• Exercise aim: Repeat exactly, and only, the lines below starting at the line that contains "dark suv's windshield in the photo above." and ending at the line that contains "rim in the photo above.", inclusive of both.

<<<<

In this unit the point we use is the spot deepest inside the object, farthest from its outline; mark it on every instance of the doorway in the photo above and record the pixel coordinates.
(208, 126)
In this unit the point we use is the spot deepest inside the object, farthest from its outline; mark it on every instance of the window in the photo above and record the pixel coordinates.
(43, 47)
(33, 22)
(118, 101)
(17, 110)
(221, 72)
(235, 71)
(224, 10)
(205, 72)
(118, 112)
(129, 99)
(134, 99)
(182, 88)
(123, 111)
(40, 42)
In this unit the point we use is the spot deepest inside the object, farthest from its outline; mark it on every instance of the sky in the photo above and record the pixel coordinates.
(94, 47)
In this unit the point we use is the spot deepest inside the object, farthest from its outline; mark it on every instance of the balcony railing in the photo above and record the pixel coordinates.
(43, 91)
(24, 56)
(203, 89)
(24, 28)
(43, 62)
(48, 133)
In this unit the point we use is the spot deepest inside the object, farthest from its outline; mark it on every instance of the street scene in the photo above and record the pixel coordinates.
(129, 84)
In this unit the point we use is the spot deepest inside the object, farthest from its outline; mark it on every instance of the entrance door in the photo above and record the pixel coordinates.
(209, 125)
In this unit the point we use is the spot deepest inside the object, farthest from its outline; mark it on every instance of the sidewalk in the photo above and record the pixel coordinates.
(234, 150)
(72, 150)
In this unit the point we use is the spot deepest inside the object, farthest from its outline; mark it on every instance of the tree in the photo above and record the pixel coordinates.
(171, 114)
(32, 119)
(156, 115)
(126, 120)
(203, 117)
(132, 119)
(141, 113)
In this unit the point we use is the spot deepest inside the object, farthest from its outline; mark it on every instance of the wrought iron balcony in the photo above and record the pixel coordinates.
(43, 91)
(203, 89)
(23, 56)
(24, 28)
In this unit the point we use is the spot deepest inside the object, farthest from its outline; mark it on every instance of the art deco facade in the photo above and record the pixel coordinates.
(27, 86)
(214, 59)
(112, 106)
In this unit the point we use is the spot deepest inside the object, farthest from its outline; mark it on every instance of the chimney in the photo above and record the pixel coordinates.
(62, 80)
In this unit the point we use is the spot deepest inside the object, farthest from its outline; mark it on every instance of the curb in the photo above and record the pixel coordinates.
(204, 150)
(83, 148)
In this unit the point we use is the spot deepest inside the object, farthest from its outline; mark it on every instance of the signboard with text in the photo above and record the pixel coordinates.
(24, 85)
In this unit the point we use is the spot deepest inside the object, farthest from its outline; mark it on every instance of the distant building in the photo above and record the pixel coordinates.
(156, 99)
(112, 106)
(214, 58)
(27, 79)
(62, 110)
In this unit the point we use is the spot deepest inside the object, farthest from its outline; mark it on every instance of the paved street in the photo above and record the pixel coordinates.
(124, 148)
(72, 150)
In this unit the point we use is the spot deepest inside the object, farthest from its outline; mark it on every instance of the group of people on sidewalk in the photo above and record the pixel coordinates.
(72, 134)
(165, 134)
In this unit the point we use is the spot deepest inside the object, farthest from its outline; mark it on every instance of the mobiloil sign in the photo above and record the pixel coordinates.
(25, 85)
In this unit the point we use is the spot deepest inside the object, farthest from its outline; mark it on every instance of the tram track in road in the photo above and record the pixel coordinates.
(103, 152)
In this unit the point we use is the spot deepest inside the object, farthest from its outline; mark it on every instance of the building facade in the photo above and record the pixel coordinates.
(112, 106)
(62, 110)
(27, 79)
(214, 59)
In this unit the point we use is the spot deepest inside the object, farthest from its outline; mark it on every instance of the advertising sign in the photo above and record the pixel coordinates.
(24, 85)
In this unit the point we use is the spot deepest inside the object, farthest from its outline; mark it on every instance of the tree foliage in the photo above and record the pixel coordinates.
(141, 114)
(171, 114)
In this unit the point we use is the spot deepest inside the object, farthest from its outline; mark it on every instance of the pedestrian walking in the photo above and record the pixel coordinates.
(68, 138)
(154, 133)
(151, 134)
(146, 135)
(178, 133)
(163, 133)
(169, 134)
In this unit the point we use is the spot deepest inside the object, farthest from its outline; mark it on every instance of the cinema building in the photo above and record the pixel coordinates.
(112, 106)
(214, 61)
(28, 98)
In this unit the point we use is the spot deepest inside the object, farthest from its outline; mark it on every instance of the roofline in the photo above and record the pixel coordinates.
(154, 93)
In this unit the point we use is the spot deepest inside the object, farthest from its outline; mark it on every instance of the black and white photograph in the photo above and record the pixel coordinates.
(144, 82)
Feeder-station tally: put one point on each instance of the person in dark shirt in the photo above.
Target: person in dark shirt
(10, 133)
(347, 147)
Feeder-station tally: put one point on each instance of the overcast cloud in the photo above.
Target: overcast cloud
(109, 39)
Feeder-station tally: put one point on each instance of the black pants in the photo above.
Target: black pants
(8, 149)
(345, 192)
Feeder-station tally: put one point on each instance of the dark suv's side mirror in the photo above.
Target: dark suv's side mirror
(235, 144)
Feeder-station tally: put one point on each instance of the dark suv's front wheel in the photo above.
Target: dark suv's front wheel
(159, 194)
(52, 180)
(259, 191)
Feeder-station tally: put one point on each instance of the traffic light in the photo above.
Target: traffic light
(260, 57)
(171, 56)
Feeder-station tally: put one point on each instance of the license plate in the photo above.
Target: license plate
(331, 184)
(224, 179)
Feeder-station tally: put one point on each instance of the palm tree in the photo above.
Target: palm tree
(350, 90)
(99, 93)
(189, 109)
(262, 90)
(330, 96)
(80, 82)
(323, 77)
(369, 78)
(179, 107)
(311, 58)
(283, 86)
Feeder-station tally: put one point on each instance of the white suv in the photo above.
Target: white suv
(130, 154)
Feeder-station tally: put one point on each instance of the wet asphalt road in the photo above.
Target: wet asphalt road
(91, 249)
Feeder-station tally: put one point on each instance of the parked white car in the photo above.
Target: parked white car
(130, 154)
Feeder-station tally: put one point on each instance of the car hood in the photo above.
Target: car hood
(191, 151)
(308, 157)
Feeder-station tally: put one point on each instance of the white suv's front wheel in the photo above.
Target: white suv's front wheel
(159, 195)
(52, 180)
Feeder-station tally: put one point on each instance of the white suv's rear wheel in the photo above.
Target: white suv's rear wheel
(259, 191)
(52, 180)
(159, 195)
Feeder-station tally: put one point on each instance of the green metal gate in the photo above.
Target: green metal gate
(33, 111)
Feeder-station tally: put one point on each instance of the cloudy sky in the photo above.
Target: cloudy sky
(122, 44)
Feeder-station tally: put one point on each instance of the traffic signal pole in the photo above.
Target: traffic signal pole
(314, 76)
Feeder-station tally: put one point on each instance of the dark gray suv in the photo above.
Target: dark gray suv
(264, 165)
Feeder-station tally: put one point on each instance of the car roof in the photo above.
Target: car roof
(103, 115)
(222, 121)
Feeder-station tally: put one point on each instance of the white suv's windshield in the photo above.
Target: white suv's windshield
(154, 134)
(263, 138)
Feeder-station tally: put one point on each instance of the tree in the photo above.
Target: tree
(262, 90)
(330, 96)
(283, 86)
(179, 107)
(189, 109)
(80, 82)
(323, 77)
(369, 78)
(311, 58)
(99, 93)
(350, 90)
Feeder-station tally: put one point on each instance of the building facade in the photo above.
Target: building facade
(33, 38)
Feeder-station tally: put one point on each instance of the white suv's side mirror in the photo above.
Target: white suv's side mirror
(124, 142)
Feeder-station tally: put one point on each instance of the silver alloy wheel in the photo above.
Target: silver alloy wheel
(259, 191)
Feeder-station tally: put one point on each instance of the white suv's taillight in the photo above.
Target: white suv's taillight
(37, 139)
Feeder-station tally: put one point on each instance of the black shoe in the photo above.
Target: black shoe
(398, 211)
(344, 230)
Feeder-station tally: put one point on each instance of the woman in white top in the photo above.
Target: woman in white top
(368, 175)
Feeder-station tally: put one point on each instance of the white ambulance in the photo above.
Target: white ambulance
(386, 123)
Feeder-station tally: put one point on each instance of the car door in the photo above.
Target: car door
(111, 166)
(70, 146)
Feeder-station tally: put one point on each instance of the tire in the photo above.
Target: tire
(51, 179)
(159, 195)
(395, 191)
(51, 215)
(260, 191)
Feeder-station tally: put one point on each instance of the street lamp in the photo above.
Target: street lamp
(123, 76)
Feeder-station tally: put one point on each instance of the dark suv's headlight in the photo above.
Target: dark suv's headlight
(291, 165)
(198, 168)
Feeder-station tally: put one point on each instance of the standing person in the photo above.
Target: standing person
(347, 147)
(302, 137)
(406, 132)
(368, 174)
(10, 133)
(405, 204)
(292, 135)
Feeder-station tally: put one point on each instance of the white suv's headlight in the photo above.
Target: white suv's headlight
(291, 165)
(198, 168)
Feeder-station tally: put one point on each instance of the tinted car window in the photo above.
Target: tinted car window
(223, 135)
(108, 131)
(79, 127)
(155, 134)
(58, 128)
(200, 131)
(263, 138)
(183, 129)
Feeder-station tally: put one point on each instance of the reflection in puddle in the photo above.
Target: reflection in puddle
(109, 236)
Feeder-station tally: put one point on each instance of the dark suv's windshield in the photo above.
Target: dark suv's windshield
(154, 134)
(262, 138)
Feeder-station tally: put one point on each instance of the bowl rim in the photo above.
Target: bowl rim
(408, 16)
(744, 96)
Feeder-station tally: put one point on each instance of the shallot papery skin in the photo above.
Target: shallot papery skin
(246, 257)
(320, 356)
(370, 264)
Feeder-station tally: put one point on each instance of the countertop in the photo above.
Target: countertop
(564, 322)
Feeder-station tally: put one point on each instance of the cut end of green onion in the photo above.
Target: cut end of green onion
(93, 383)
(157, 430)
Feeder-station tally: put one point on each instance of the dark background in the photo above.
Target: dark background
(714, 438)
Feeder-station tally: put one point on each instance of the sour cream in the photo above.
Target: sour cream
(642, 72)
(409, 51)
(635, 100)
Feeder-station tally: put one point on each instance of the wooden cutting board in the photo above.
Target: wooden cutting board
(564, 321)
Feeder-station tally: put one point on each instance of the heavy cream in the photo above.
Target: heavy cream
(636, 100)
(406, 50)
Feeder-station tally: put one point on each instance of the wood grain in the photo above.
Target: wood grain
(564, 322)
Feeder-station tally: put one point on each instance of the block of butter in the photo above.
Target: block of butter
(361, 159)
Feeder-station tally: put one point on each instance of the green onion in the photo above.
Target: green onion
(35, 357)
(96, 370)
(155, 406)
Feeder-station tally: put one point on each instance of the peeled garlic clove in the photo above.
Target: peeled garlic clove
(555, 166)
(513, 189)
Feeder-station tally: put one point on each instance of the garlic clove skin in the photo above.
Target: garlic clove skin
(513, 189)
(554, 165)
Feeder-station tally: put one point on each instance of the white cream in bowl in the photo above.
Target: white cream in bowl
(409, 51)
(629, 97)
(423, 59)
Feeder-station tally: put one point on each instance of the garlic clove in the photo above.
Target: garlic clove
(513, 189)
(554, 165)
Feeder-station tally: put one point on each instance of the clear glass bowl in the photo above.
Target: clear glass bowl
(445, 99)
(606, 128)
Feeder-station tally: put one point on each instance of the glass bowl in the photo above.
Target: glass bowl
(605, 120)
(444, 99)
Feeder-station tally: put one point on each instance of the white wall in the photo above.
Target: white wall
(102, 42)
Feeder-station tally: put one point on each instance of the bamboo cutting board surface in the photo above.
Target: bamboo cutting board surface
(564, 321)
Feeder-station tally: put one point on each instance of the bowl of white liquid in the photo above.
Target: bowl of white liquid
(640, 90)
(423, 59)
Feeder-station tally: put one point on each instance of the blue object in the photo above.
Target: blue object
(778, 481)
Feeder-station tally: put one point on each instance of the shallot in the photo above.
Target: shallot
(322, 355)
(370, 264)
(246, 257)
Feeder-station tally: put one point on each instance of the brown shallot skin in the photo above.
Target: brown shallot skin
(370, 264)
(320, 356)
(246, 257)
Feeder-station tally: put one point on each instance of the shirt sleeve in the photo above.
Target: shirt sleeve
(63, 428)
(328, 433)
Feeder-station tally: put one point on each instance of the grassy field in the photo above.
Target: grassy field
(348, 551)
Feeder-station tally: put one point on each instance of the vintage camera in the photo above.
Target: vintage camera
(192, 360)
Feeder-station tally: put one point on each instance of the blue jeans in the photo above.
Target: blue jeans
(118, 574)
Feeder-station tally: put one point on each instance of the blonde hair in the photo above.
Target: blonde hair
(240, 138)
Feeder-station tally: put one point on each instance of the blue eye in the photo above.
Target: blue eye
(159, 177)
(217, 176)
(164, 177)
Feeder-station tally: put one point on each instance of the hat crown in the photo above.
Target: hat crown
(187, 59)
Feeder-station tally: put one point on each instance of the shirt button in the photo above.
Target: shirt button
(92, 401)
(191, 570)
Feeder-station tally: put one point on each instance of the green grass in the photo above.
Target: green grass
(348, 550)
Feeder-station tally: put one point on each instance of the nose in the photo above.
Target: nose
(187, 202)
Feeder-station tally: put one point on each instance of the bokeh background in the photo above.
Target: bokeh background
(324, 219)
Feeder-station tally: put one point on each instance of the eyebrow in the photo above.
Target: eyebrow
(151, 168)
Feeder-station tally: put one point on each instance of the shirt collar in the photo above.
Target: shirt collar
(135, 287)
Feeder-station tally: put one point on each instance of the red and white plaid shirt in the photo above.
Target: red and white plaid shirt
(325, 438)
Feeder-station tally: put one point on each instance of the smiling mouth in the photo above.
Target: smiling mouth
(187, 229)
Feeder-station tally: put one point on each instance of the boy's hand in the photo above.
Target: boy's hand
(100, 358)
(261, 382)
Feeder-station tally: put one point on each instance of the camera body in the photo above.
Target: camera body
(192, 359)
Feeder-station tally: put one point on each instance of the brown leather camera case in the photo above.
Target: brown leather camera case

>>>>

• Solution:
Feeder-station tally: put one point on each instance of the dark suv's windshield in the photo above.
Target: dark suv's windshield
(154, 134)
(262, 138)
Feeder-station tally: put one point on each instance of the bowl rim in the photo above.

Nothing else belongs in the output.